__What the exercise asks__: Retype the records below exactly as they stand, but with no images.

__Data__:
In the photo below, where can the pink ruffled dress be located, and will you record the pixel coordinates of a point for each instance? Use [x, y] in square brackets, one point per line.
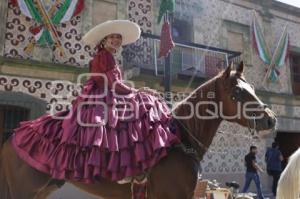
[112, 131]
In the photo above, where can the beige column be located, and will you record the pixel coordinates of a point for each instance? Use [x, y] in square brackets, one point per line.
[3, 16]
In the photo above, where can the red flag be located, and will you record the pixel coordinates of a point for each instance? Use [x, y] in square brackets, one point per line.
[166, 41]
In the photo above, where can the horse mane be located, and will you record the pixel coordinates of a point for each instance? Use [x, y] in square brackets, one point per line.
[203, 130]
[289, 182]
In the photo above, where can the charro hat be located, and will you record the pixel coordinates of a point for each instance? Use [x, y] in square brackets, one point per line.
[130, 32]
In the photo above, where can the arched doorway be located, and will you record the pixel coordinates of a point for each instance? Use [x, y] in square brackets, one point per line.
[16, 107]
[10, 117]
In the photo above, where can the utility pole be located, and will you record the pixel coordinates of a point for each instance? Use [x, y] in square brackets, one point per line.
[168, 70]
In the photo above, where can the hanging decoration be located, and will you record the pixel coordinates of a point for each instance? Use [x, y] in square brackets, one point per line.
[280, 54]
[166, 40]
[45, 32]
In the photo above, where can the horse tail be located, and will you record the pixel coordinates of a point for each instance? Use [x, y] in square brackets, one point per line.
[289, 182]
[4, 189]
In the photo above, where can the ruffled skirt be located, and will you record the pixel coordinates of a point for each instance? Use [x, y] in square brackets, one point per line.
[102, 136]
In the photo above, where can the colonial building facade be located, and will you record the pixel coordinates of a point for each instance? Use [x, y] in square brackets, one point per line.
[35, 77]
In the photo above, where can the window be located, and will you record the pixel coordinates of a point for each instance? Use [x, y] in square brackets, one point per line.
[295, 73]
[10, 117]
[182, 30]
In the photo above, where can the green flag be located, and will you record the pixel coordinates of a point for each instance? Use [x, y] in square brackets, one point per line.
[165, 6]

__Response to this task__:
In the photo below, where can the pink ruffled dress be located, and will you record the pixel coordinates of a point for each instance? Use [x, y] in square brackets, one point per line.
[112, 131]
In the photo above, where can the beige column be located, and will you record the pixel coordinates of a point for each instance? Use [x, y] in square brackets, one point per line.
[3, 16]
In the photo above, where can the red flag be located, and will you record the pixel coordinates of a point for each instance? Use [x, y] in square brackets, one point per line.
[166, 41]
In the photo above, where can the horse mane be located, and will you record the pixel coordinates of a point for each instance? Use [x, y] in square brackets, one point per line.
[203, 130]
[289, 182]
In the photo above, where can the charro hat be located, and will you record the pixel coordinates of a point for each instance? Use [x, y] in square brackets, one point per line.
[130, 32]
In the photo above, where can the arched doorway be located, and will you record the pixel coordinates of a point for each instance? Use [x, y] in square brackets, one point per line.
[16, 107]
[10, 117]
In the photo above, where can the utility pole be located, and will you record the pixel coordinates of a point for each instance? Use [x, y] in square brackets, one point per line.
[168, 70]
In the photo above, where can the hanging decoration be located, and will you record the pixel coordinates of a point for each instance? Use [x, y] in square brackets, one point per line.
[280, 54]
[166, 40]
[45, 32]
In the photo above, where can the horse tail be located, and will you record the pixel coordinates of a point for each instance? Use [x, y] in square brackets, one point per line.
[289, 182]
[4, 189]
In the photo above, where can the ruffled skirt be located, and will you record the pixel coordinates of a point for each instance? Use [x, y] in square brackets, one point per line.
[102, 136]
In the photo above, where can the colonial building facade be located, and will you record the pixel coordinates of a point for each instance? Use [x, y] in square brackets, one point per line.
[35, 77]
In the photo above, where can the window be located, and will you record the pixel coordinates of a point for each instance? Use [x, y] in square brackets, one point per line.
[295, 73]
[10, 117]
[182, 30]
In the photo above, where can the green flag be located, and will you record the pixel coordinates of a point for each instance? Use [x, y] in square brackets, one point per line.
[165, 6]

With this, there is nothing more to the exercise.